▶ **TAREFA PROPOSTA 1**: Reescreva em forma de lista o parágrafo do texto sobre o PL das fake news, logo abaixo, que começa com "O governo de Luiz Inácio Lula da Silva", mantendo as informações principais.
▶ **TAREFA PROPOSTA 2**:
Responda, com base no texto sobre o PL das fake news, logo abaixo:
(a) Qual multa por hora a Secretaria Nacional do Consumidor fixou para o Google?
(b) De qual universidade é o NetLab?
(c) Desde que ano o projeto tramita na Câmara?

▶ **TRECHO**:
........
A disputa em torno do chamado PL das fake news – o controverso projeto de lei de número 2630, que estipula regulamentação e fiscalização de plataformas digitais – escalou nesta terça-feira (02/05) para uma batalha direta entre o governo brasileiro e a Google, uma das maiores companhias de tecnologia do mundo.
A plataforma fixou na página inicial do seu buscador um link para um conteúdo contrário ao projeto na segunda-feira (01/05), véspera da data prevista para a votação da matéria na Câmara dos Deputados.
A Secretaria Nacional do Consumidor, órgão do Ministério da Justiça, acusou a empresa de praticar propaganda enganosa e fixou uma multa de R$ 1 milhão por hora, caso o Google não ajustasse esse conteúdo.
Após a decisão, o Google negou qualquer irregularidade, mas a página inicial do buscador deixou de exibir o link.
“Google removeu a publicidade cifrada e ilegal contida na sua página inicial. Esperamos que as plataformas desativem mecanismos de censura ou de violação à liberdade de expressão com isonomia. E seguimos abertos ao diálogo. A LEI deve prevalecer sobre o faroeste digital”, comemorou no Twitter o ministro da Justiça, Flávio Dino, depois do cumprimento da decisão.
Já o ministro Alexandre de Moraes, do Supremo Tribunal Federal, determinou nesta terça-feira que a Polícia Federal (PF) ouça presidentes das empresas Google, Meta, Spotify e Brasil Paralelo.
Ele também decidiu que as empresas devem ser multadas em R$ 150 mil se não removerem, em até um hora, “todos os anúncios, textos e informações veiculados, propagados e impulsionados a partir do blog oficial da Google com ataques ao PL 2630”.
A decisão do ministro se baseou em um levantamento do NetLab, da Universidade Federal do Rio de Janeiro (UFRJ). Segundo Moraes, essa análise “aponta que Google, Meta, Spotify e Brasil Paralelo anunciam e veiculam anúncios contra o PL 2630 (PL das Fake News) de forma opaca e burlando seus próprios termos de uso”.
O mesmo estudo foi usado pelo Ministério Público Federal para abrir uma investigação na segunda-feira.
A votação do PL pode ser adiada pelo presidente da Câmara, Arthur Lira (PP-AL), devido à incerteza sobre se há votos suficientes para aprová-lo.
A discussão da matéria — que tramita na Câmara desde 2020, após ser aprovada no Senado — voltou a ganhar fôlego depois dos recentes ataques violentos em escolas e dos atos antidemocráticos de 8 de janeiro, quando bolsonaristas radicais invadiram as sedes dos Três Poderes, em Brasília.
O governo de Luiz Inácio Lula da Silva (PT) apoia o projeto de lei com o argumento de que nova lei vai melhorar o combate à desinformação, ao discurso de ódio e a outros conteúdos criminosos no ambiente digital, enquanto opositores apontam riscos de as novas regras ferirem a liberdade de expressão.
Além do Google, que detém o YouTube, outras grandes empresas do setor (big techs) também são contra o PL, como Meta (dona do Facebook, Instagram e WhatsApp), Twitter e TikTok.
Entenda seguir em três pontos a briga entre governo e Google e por que o PL é alvo de disputas.
Por que governo fixou multa milionária contra o Google?
........
▶ **DADOS REGISTRADOS**:
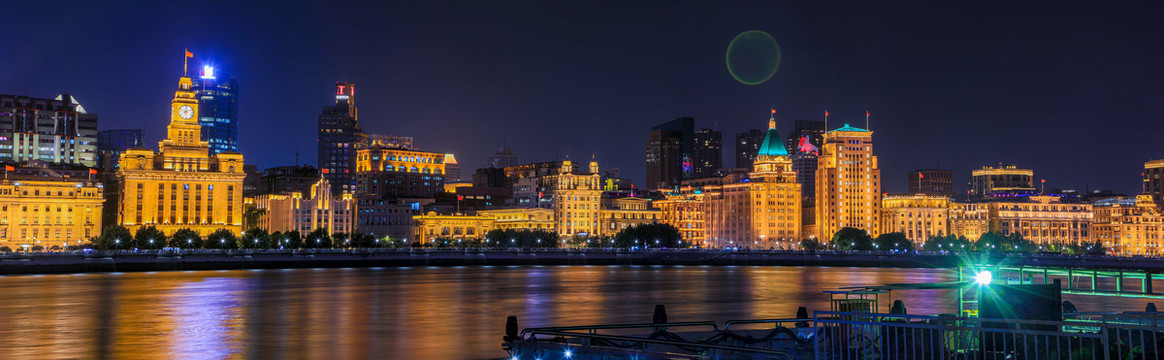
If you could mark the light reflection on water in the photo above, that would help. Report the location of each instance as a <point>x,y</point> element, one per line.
<point>403,313</point>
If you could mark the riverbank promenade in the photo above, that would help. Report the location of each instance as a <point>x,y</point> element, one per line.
<point>65,262</point>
........
▶ **RESPOSTA COMPLETA 1**:
- O governo de Luiz Inácio Lula da Silva (PT) apoia o projeto de lei.
- Para o governo, a nova lei vai melhorar o combate à desinformação, ao discurso de ódio e a outros conteúdos criminosos no ambiente digital.
- Os opositores apontam o risco de as novas regras ferirem a liberdade de expressão.

▶ **RESPOSTA COMPLETA 2**:
(a) R$ 1 milhão por hora.
(b) Da Universidade Federal do Rio de Janeiro (UFRJ).
(c) Desde 2020.